(Entries taken from a collection)
----------

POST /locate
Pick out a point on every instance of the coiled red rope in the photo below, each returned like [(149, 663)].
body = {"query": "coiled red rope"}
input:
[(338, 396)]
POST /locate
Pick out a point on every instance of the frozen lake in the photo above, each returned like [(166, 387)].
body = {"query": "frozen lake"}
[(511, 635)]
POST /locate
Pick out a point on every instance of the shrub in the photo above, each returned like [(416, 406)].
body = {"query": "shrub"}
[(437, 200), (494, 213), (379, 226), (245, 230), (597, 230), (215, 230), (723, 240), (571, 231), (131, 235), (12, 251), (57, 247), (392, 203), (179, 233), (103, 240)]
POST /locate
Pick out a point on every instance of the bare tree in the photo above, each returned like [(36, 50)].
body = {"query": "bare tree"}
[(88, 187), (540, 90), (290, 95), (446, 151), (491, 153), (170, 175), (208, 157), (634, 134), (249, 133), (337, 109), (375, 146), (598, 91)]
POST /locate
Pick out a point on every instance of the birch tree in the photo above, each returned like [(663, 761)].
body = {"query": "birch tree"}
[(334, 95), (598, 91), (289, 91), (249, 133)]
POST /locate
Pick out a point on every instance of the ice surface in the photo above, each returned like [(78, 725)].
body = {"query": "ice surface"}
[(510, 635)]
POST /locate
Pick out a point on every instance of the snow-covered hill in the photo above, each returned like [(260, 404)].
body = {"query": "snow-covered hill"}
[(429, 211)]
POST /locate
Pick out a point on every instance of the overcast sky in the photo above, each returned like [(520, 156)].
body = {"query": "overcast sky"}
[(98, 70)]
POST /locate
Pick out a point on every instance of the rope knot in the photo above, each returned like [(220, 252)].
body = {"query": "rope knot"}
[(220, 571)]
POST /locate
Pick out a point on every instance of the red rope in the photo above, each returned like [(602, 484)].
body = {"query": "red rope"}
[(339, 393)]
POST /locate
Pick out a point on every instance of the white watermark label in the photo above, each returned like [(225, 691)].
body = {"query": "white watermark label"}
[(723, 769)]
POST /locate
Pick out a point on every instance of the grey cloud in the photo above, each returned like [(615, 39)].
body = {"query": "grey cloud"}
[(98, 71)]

----------

> [Work item]: Would you please write the entries out again in full, exactly as given?

> [Expected output]:
POST /locate
Pick out a point on every instance of the coiled red rope in the photo below, each returned like [(149, 663)].
body = {"query": "coiled red rope"}
input:
[(338, 396)]
POST /locate
Pick out a point on every instance of the frozen lake in the photo above, each returned like [(166, 387)].
body = {"query": "frozen lake"}
[(511, 635)]
POST /locate
Pick out a point on every instance of the shrub in the photo above, each returned like [(416, 406)].
body = {"query": "shrub"}
[(437, 200), (494, 213), (379, 226), (245, 230), (597, 230), (215, 230), (723, 240), (571, 231), (131, 235), (12, 251), (57, 247), (392, 203), (179, 233), (103, 240)]
POST /locate
Pick out a point on every instance of the bare tree in the photo above, each returned like [(36, 50)].
body = {"query": "bare tree"}
[(88, 187), (540, 90), (290, 95), (446, 151), (491, 153), (170, 175), (208, 157), (634, 134), (249, 133), (337, 109), (375, 146), (598, 91)]
POST /locate
Pick out a point on every instance of the birch tree in the photo above, each returned like [(663, 761)].
body = {"query": "birch tree"}
[(334, 95), (598, 91), (289, 91), (249, 133)]
POST /locate
Pick out a point on every instance of the ice surface in the photo above, each returned like [(78, 725)].
body = {"query": "ice surface"}
[(510, 635)]
POST /locate
Pick out a point on every instance of the snow-covered hill in the photo above, each returned like [(260, 404)].
body = {"query": "snow-covered hill"}
[(429, 211)]
POST /locate
Pick out a point on every instance of the overcast sky in the photo above, each returned like [(520, 156)].
body = {"query": "overcast sky"}
[(98, 70)]
POST /locate
Pick out a point on every instance of the rope knot in the photo above, each returned like [(220, 252)].
body = {"query": "rope knot"}
[(220, 571)]
POST /locate
Pick out a point on every instance of the red rope in the photo above, each returned like [(602, 484)].
body = {"query": "red rope"}
[(339, 393)]
POST /locate
Pick out a point on every instance of the white watermark label in the photo above, each returned like [(225, 691)].
body = {"query": "white watermark label"}
[(723, 769)]
POST /locate
Pick out a point on every instance of the grey cloud in the photo above, each returned like [(615, 39)].
body = {"query": "grey cloud"}
[(98, 71)]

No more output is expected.